### EXTRACT TO READ

Tag Archives: mugwort steam clean

Beauty is Pain

“Mom, I have a unibrow,” my eleven-year-old son complained.

“Want me to pluck it?” I asked.

“Will it hurt?”

“A little.”

“Forget it.”

I watched my son vanish after this exchange, without giving the caterpillar across his forehead a second thought. And then I realized with dismay, if he had been a girl, by now she would have been plucking, shaving, waxing and dying various hairs on her body, as well as complaining about every other aspect of her femininity in pursuit of the elusive brass ring of bodily perfection. And I would have probably been helping her—after all, we all want to be beautiful, right? But isn’t it time we start asking ourselves at what cost? Sure, we like to think ourselves as having made progress given that corsets and foot-binding are no longer de rigueur. But have we really made that much progress when we’re still wearing Spanx and five-inch heels? Not to mention giving in to some of these less standard, more crazy beauty treatments:

Vaginal Steam Cleaning

There are very few things in life I feel the need to steam clean. Occasionally my floors. Sometimes my carpet (and I mean “carpet” literally, not figuratively). But never once has it occurred to me to steam clean my lady bits. However, Gwyneth Paltrow feels differently. On her website, GOOP, Ms. Paltrow wrote about the benefits of the Mugwort Steam Clean, “. . . a combination of infrared and mugwort steam cleanses your uterus, et al. It is an energetic release—not just a steam douche—that balances female hormone levels.”

### TO BE DONE
[1] In the blog post on beauty and pain, on what website did Gwyneth Paltrow write about the Mugwort Steam Clean?
[2] Carry the blog post on beauty and pain forward from its last sentence, in the same voice.
The records that come next are separate from the blog post and unrelated to it.

### INFORMATION GIVEN

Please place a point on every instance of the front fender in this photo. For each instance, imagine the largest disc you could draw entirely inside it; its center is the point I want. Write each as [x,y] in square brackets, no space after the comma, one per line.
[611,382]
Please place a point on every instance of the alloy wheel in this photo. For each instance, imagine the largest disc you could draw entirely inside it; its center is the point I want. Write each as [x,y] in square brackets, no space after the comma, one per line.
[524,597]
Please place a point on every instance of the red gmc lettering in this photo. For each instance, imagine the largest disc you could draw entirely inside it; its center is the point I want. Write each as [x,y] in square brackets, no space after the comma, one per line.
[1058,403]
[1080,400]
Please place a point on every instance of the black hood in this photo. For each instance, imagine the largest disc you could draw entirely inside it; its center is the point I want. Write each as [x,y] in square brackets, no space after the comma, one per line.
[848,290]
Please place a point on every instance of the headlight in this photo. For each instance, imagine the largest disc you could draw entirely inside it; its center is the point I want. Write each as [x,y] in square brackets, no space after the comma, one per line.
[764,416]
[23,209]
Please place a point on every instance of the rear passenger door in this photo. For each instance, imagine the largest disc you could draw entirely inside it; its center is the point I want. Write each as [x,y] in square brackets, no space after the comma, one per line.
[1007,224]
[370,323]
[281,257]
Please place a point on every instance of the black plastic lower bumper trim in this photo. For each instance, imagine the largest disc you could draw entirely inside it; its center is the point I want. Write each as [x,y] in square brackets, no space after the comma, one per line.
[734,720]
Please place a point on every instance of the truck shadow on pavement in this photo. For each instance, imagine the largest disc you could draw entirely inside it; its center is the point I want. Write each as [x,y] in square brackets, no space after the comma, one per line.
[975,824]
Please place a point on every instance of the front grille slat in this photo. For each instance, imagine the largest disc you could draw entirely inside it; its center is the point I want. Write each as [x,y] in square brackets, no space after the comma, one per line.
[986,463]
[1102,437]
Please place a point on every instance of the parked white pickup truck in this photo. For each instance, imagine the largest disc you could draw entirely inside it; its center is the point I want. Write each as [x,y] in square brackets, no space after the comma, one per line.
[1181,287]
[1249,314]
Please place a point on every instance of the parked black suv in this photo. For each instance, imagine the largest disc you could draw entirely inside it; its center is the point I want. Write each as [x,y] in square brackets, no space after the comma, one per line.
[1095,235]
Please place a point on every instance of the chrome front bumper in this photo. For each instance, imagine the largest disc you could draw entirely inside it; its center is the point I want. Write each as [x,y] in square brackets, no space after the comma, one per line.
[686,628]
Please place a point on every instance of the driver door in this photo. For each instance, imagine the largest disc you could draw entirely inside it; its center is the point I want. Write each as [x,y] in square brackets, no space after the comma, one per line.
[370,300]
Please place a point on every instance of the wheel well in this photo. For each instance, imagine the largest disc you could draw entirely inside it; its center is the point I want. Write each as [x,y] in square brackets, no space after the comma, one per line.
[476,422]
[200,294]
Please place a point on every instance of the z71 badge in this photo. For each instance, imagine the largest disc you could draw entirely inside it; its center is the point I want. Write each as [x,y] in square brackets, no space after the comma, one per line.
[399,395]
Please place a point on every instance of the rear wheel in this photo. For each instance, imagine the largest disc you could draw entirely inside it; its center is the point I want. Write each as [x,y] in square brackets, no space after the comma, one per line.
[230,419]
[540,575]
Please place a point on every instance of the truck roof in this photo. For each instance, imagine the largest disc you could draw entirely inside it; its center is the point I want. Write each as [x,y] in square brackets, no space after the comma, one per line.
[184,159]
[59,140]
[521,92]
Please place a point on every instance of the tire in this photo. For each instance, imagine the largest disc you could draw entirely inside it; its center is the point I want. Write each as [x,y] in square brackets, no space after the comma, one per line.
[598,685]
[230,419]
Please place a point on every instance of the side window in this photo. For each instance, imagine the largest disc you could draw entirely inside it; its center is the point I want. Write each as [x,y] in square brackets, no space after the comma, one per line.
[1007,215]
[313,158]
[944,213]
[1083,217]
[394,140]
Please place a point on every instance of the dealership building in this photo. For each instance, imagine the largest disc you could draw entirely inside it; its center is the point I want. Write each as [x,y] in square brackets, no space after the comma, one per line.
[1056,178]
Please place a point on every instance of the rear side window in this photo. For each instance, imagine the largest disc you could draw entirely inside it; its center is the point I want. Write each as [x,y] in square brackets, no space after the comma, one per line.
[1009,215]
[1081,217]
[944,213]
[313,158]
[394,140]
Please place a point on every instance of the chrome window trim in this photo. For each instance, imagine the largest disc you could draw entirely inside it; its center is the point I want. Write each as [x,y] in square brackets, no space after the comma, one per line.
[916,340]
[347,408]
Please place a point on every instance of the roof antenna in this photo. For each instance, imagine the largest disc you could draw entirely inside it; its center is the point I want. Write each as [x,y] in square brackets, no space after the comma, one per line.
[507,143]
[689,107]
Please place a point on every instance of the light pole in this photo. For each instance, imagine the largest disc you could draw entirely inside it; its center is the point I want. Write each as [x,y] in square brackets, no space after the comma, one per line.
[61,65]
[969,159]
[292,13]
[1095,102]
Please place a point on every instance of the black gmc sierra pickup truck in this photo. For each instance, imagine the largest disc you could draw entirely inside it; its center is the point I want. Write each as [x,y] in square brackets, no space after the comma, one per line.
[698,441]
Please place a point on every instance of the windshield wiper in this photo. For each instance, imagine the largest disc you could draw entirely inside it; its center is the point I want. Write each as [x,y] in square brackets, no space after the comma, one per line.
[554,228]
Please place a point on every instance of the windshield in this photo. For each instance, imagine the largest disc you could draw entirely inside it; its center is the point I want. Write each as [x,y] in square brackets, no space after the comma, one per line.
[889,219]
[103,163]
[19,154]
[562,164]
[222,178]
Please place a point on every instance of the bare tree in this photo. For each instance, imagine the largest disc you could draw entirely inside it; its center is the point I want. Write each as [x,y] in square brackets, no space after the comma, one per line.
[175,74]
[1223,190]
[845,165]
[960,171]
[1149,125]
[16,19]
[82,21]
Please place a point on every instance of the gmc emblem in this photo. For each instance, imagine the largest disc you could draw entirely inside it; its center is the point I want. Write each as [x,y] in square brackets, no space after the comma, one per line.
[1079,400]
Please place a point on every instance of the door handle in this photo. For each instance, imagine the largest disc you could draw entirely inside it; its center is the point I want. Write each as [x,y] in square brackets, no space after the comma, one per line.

### PER-TASK ANSWERS
[1] GOOP

[2]
First thing’s first. Who decided, “Hey, I’m going to shoot vapor from boiling water mixed with herbs that are used in rice cakes and soup into my vagina! That sounds like a fantastic idea!” Well, newsflash, it’s not, according to doctors (or anyone with half a brain). Feminine parts are like an Apple computer: if it’s working, simply leave it alone because if you decide to open things to “improve it” you run the risk of damaging the equipment (and you will definitely void the warranty).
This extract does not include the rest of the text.